**TASK OBJECTIVE:**
Locate every line in the records below that contains the word "chocolate", matching case exactly, and copy each such line in full.

**Point annotation dataset records:**
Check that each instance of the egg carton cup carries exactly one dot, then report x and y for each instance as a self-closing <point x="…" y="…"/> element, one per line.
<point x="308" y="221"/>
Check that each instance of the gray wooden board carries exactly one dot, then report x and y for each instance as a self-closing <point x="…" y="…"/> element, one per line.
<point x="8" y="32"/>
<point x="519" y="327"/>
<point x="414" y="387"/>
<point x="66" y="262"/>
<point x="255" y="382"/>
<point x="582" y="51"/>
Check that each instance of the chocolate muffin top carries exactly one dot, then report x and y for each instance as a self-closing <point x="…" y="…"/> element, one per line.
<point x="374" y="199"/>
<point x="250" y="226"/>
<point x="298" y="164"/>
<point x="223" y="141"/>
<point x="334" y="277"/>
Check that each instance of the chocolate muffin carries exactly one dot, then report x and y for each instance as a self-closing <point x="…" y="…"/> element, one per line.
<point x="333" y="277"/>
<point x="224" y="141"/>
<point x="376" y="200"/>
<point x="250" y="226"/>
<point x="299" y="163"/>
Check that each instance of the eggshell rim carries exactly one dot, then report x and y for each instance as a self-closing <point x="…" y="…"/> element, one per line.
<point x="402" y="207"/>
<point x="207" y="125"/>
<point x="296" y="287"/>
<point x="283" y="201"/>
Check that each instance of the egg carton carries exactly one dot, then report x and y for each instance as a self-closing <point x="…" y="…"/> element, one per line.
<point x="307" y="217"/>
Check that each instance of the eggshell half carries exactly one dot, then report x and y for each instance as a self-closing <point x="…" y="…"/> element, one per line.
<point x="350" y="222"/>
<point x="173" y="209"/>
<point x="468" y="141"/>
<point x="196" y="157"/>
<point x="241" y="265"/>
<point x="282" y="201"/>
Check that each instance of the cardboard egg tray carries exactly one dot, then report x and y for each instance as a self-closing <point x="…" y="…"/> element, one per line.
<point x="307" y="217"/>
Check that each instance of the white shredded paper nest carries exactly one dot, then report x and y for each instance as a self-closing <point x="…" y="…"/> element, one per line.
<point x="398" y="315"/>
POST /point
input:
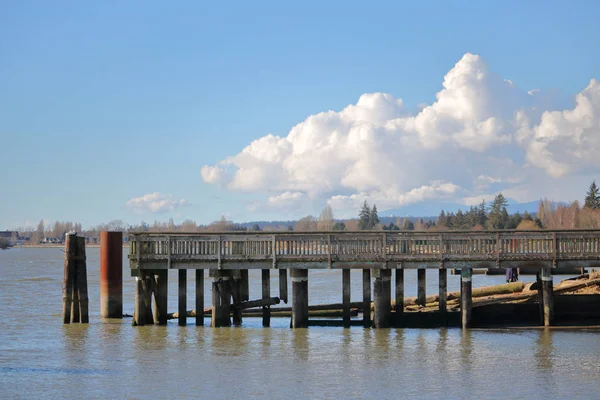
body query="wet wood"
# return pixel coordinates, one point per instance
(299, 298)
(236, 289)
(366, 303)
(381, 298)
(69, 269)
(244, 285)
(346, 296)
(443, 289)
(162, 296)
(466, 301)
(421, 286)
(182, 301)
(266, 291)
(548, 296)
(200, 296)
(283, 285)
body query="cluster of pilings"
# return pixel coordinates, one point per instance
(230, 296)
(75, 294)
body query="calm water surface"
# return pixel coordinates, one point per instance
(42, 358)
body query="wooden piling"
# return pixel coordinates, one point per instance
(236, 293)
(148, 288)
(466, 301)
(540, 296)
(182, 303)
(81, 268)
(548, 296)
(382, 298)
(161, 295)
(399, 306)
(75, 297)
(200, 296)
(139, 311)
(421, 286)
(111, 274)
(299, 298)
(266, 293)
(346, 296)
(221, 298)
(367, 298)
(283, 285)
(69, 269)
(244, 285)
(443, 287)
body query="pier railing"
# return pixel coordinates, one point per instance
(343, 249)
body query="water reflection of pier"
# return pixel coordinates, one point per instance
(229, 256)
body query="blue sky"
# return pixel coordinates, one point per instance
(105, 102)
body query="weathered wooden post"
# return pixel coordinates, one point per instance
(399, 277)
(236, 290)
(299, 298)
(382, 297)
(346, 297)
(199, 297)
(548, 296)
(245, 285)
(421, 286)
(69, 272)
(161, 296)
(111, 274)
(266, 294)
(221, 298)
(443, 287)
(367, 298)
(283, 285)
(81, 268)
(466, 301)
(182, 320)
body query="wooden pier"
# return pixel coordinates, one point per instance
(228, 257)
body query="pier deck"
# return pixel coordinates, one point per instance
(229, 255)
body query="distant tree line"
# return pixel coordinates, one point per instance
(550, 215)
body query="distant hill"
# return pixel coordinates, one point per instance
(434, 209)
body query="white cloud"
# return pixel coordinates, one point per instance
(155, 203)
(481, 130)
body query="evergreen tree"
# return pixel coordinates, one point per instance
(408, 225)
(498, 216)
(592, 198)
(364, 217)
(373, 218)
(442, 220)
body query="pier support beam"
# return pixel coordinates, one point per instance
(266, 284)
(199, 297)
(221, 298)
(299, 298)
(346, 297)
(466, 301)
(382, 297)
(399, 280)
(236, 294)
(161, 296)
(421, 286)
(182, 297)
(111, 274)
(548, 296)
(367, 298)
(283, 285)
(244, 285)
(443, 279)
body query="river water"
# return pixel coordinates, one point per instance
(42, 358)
--
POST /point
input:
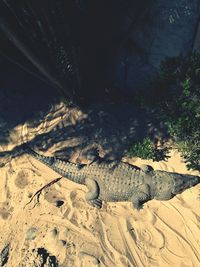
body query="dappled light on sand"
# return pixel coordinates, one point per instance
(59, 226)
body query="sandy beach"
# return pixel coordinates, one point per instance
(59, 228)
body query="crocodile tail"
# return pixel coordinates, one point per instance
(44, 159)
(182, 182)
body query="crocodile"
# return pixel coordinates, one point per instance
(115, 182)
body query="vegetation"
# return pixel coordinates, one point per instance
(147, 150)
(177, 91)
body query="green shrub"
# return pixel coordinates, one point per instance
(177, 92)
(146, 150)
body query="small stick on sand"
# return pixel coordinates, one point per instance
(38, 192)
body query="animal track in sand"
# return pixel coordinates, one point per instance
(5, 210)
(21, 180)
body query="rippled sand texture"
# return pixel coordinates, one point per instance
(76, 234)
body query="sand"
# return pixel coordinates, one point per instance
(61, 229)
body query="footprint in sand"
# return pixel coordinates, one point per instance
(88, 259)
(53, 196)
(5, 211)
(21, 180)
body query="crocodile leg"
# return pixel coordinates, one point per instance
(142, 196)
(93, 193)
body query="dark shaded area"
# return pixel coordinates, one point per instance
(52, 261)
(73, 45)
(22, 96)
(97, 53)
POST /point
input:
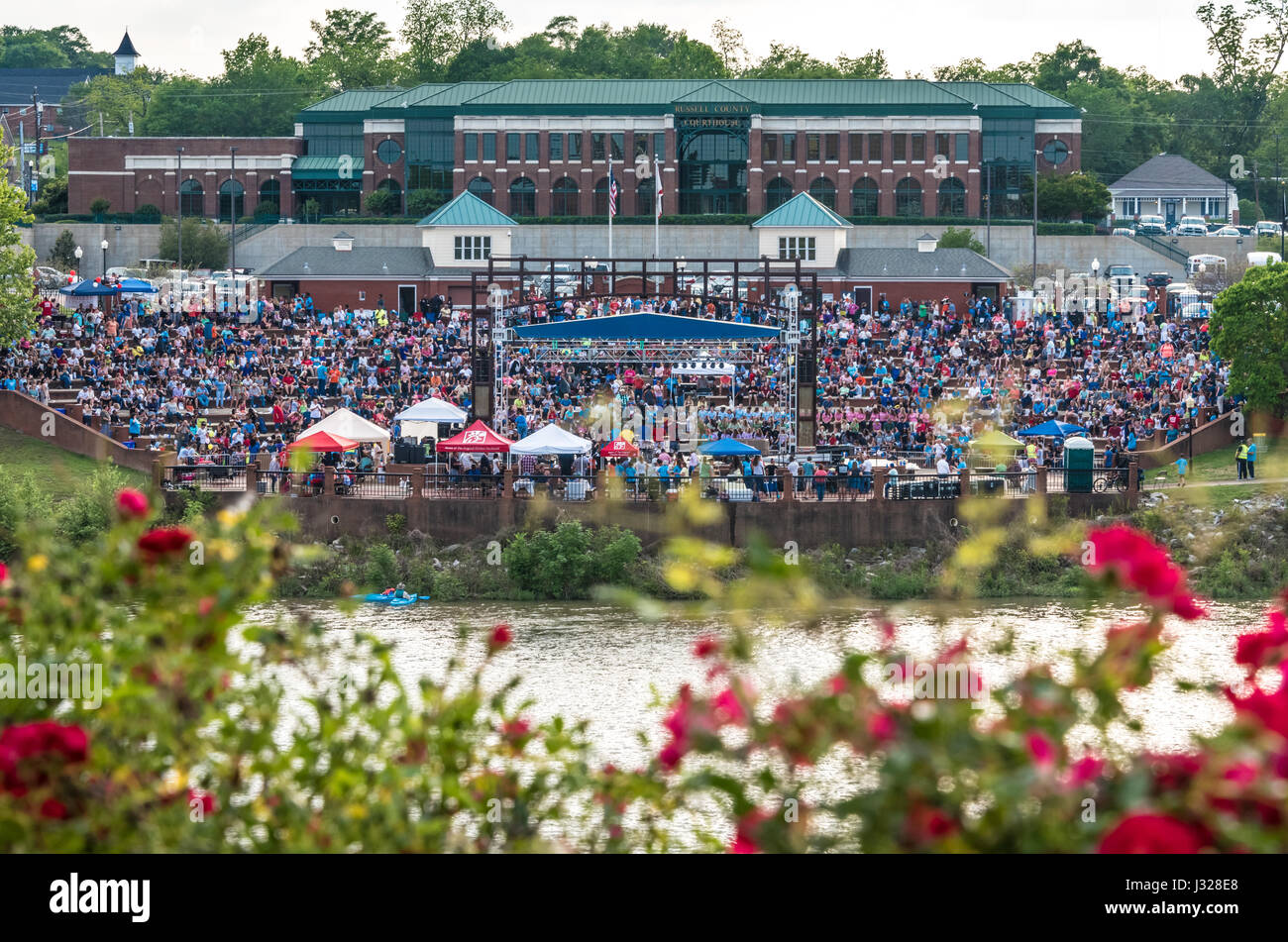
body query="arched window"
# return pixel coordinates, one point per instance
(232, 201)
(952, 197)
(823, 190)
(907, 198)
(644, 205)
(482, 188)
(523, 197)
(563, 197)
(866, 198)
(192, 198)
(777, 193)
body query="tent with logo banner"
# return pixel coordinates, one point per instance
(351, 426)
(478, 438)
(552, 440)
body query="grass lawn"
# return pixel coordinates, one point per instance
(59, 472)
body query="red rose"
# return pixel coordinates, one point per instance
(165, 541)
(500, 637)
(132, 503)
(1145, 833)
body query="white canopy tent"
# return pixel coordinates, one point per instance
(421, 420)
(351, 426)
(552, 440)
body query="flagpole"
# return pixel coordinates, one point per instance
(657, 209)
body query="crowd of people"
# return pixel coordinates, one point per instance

**EXPECTED ANSWER:**
Check that each instance of the chocolate muffin top carries exactly one dot, then report x and y for each instance as a self-closing <point x="…" y="…"/> element, one per line.
Check that each instance of the chocolate muffin carries exactly one dot, then report x and y for each instance as a self-closing <point x="…" y="…"/> element, one per line.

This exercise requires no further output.